Une reprise conceptuelle du mythe  par une discussion à visée philosophique permet en effet de puiser dans sa polysémie de quoi alimenter l’échange sur son interprétation rationnelle, et de se poser philosophiquement les questions de la condition humaine qu’il traite à sa façon (7). C’est un jeu gagnant-gagnant, car on s’imprègne du pouvoir métaphorique de sa compréhension du monde, qui vaut en soi son pesant de profondeur, pour le traduire dans une autre langue, celle de la raison interprétative, qui en explicite rationnement le sens, mais ne referme pas cette richesse dès lors qu’elle est dialogue, « conflit des interprétations » (P. Ricoeur). C’est pourquoi le mythe est formateur dans son accompagnement par une discussion à visée philosophique. Car 1) l’on recueille ainsi par son intermédiaire la richesse connotative de l’image ;

2) mais l’on essaye aussi de concentrer cette dispersion potentielle en un message plus explicite ;

3) tout en évitant cependant la clôture et la froideur du concept aride et réducteur par la pluralité des interprétations et le dialogisme de la discussion autour des questions fondamentales qu’il pose, en tentant d’y répondre.

Nous adhérons aux analyses de Bettelheim qui voient dans le conte de fée (c‘est le même processus pour le mythe) une opportunité pour l’enfant de faire travailler inconsciemment, de façon projective, ses conflits intrapsychiques (8). Il pense aussi que la lecture de ces contes à des enfants se suffit en elle-même pour que ce travail se fasse. Nous pensons pour notre part qu’une réflexion plus organisée à partir des mythes permet en plus un autre type de travail, apporte une dimension supplémentaire et complémentaire : l’exercice de la raison sur le récit, l’allégorie, l’image, la métaphore ; une raison partagée créatrice d’interprétations, qui se déroule à un niveau cette fois conscient, et de plus réflexif. Nous rejoignons ici les travaux de Serge Boimare (9), qui préfère pédagogiquement  le mythe à des supports plus légers (comme la bande dessinée), à cause de sa portée anthropologique, qui accroche existentiellement les adolescents (en particulier les élèves en échec dont le rapport à l’école et plus globalement au monde est problématique, qui ont « envie de savoir et peur d’apprendre »).

- _Informations fournies_
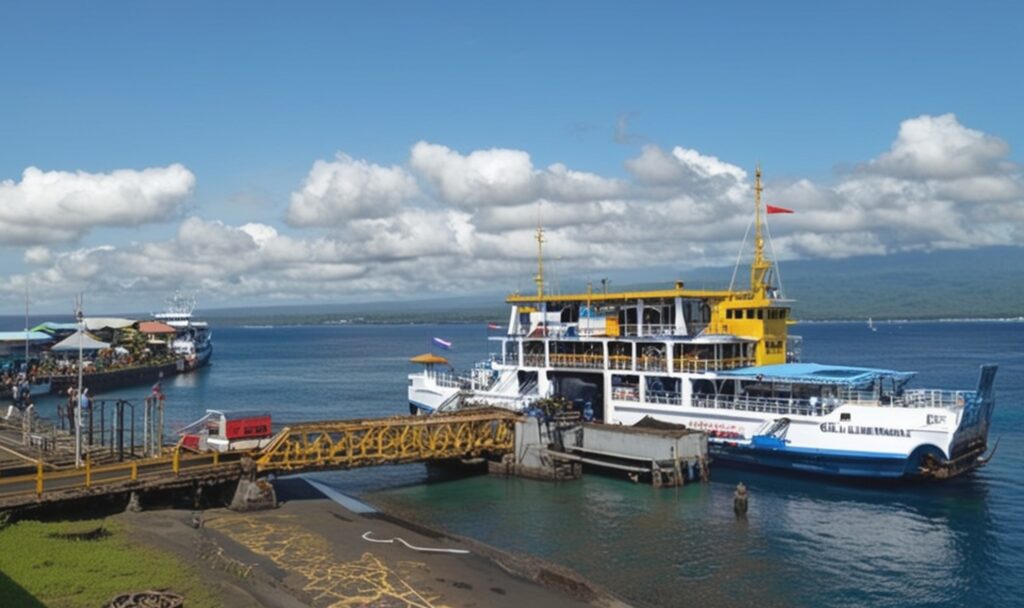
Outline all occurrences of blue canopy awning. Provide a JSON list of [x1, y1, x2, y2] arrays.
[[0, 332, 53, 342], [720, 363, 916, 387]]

* * *

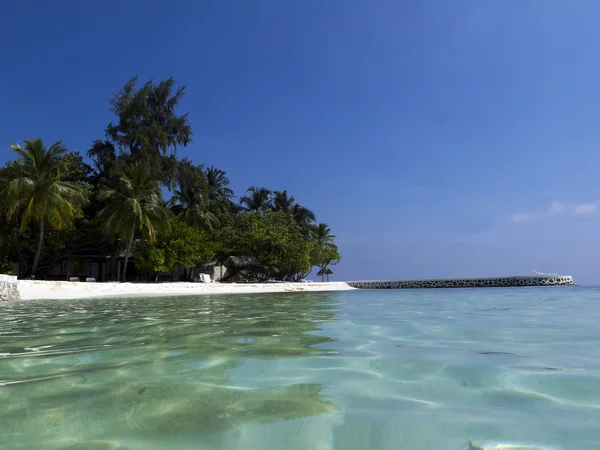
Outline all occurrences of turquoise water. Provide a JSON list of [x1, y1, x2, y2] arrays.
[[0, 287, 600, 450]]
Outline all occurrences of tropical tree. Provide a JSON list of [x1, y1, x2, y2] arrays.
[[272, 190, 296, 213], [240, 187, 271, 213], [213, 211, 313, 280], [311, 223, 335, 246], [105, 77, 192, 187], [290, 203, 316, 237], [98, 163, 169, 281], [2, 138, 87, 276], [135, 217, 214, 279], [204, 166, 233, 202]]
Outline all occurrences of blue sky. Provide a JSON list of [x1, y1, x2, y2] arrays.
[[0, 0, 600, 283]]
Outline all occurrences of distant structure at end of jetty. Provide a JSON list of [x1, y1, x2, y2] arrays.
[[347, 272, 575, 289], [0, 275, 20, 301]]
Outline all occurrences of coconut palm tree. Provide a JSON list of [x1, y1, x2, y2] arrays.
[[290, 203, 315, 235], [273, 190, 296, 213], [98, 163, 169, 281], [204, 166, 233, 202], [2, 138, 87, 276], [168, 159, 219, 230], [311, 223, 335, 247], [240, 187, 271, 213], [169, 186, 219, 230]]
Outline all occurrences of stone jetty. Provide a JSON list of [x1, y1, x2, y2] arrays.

- _Tâches à réaliser_
(1) Récrivez plus brièvement le paragraphe de l'extrait qui commence par « Nous adhérons aux analyses de Bettelheim », en conservant ses faits essentiels.
(2) Répondez aux questions suivantes sur l'extrait en reprenant les marques (a), (b) et (c) :
(a) À qui l'extrait attribue-t-il l'expression « conflit des interprétations » ?
(b) Selon Bettelheim, qu'est-ce qui suffit à lui seul pour que l'enfant fasse ce travail sur ses conflits ?
(c) Quel support plus léger que le mythe est cité en exemple ?

- _Réponses aux tâches_
(1) Nous suivons Bettelheim, pour qui le conte de fée, comme le mythe, permet à l'enfant de travailler inconsciemment et de façon projective ses conflits intrapsychiques. Selon lui, la simple lecture des contes suffit à ce travail. Nous pensons qu'une réflexion plus organisée à partir des mythes y ajoute une dimension complémentaire : l'exercice conscient et réflexif d'une raison partagée, qui crée des interprétations à partir du récit, de l'allégorie, de l'image et de la métaphore. Nous rejoignons aussi Serge Boimare. Il préfère le mythe à des supports plus légers comme la bande dessinée, car sa portée anthropologique accroche existentiellement les adolescents, notamment les élèves en échec qui ont « envie de savoir et peur d'apprendre ».

(2)
(a) À P. Ricoeur.
(b) La lecture des contes aux enfants.
(c) La bande dessinée.